CHECK YOUR UNDERSTANDING =>
1. Answer these from the passage on old words for bitterness:
(a) What is the title of the book in which Samuel Hieron used "brinish," and in what year was it published?
(b) Which beer does the passage name as brewed with wormwood?
(c) In what year did Egbert Martin use "absinthian"?
2. List every word that the passage on old words for bitterness presents as a numbered term.

PASSAGE SHOWN =>

Whether you’re enjoying the sharp taste of an IPA or disliking some nasty words from a colleague, it’s hard not to talk about bitterness. But we could all use a few new—or old—terms for this all-too-common concept. So let’s dig into the history of English to find a few words fit to describe barbs and rhubarbs.
1. STOMACHOUS
Have you ever spoken with bile and gall? If so, you’ll understand why stomachous is also a word describing bitterness, especially bitter words and feelings. This is an angry word to describe spiteful outbursts that come when you’ve had a bellyful of something. In The Faerie Queen, Edmond Spencer used the term, describing those who, “With sterne lookes, and stomachous disdaine, Gaue signes of grudge and discontentment vaine." You can also say someone is “stomachously angry,” a level of anger requiring a handful of antacids.
2. WORMWOOD
Artemisia absinthium (wormwood) is the patron plant of bitterness, which has made wormwood synonymous with the concept. Since at least the 1500s, that has included wormwood being used as an adjective. Shakespeare used the term in this way: “Thy secret pleasure turnes to open shame ... Thy sugred tongue to bitter wormwood tast.” George Parsons Lathrop reinforced this meaning in 1895 via the bitterness of regret, describing “the wormwood memories of wrongs in the past.” Unsurprisingly, some beers are brewed with wormwood to add bitterness, like Storm Wormwood IPA.
3. BRINISH
The earliest uses of brinish are waterlogged, referring to saltiness of the sea. The term then shifted to tears and then more general bitterness. Samuel Hieron used it in his 1620 book Works: “These brinish inuectiues are vnsauory” . Nothing can ruin your day quite like brinish invective.
4. CRABBED
Crabby is a popular word for moods that are, shall we say, not reminiscent of puppies and rainbows. Crabbed has likewise been used to describe people in ways that aren’t flattering to the crab community. The Oxford English Dictionary’s etymological note is amusing: “The primary reference was to the crooked or wayward gait of the crustacean, and the contradictory, perverse, and fractious disposition which this expressed.” This led to a variety of meanings running the gamut from perverse to combative to irritable—so bitter fits right in. Since the 1400s, crabbed has sometimes referred to tastes and other things that are closer to a triple IPA than a chocolate cookie. OED examples of “crabbed supper” and “crabbed entertainment” both sound displeasing to the stomach.
5. ABSINTHIAN
This word, found in English since the 1600s, is mainly a literary term suggesting wormwood in its early uses; later, it started applying to the green alcohol that is bitter and often illegal. A 1635 couplet from poet Thomas Randolph sounds like sound dietary advice: “Best Physique then, when gall with sugar meets, Tempring Absinthian bitternesse with sweets.” A later use, from 1882 by poet Egbert Martin, makes a more spiritual recommendation: “Prayer can empty life's absinthian gall, Rest and peace and quiet wait its call.”

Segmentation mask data
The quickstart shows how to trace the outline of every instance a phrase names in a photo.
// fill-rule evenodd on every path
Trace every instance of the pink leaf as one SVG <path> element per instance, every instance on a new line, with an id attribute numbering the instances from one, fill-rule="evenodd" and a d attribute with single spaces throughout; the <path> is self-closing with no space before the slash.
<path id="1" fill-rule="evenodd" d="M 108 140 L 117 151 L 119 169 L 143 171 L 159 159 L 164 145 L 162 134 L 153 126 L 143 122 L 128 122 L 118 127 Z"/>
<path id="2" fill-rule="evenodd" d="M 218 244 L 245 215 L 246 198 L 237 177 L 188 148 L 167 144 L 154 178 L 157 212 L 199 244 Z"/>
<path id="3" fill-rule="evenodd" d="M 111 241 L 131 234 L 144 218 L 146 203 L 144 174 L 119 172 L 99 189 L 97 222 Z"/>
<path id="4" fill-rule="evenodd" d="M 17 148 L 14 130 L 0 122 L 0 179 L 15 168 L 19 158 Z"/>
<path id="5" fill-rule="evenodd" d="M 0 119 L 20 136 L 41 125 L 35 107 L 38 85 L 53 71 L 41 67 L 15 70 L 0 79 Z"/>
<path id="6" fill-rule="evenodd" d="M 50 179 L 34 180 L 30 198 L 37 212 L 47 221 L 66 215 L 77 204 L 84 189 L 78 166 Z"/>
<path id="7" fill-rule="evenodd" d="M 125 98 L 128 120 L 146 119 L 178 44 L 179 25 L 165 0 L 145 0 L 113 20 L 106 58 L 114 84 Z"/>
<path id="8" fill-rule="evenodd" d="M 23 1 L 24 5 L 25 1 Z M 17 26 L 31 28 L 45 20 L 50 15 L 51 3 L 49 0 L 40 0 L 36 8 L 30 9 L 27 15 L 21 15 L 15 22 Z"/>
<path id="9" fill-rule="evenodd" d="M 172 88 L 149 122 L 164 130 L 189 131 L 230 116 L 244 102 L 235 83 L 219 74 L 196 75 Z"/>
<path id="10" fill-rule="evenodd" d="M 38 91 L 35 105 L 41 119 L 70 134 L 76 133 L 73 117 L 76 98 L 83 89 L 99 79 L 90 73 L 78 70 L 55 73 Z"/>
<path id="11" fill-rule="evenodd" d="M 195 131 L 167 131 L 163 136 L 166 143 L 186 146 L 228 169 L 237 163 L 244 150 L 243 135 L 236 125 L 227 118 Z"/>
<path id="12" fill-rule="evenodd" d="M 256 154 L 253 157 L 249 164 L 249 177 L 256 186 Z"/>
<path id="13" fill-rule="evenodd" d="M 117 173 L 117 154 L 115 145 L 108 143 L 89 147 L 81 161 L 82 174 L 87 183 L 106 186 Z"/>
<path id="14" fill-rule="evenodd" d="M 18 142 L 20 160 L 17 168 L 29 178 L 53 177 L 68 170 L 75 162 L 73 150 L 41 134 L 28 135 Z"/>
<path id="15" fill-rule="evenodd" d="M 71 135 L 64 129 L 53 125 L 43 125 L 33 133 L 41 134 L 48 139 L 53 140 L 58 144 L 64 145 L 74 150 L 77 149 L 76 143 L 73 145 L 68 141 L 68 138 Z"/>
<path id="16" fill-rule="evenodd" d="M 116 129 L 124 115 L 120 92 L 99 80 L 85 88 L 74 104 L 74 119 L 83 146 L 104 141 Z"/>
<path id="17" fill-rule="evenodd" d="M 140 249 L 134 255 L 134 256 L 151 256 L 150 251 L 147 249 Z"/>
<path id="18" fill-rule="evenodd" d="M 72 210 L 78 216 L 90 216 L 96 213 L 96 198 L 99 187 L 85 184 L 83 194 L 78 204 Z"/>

PER-TASK OUTPUTS =>
1.
(a) Works, 1620
(b) Storm Wormwood IPA
(c) 1882

2. stomachous, wormwood, brinish, crabbed, absinthian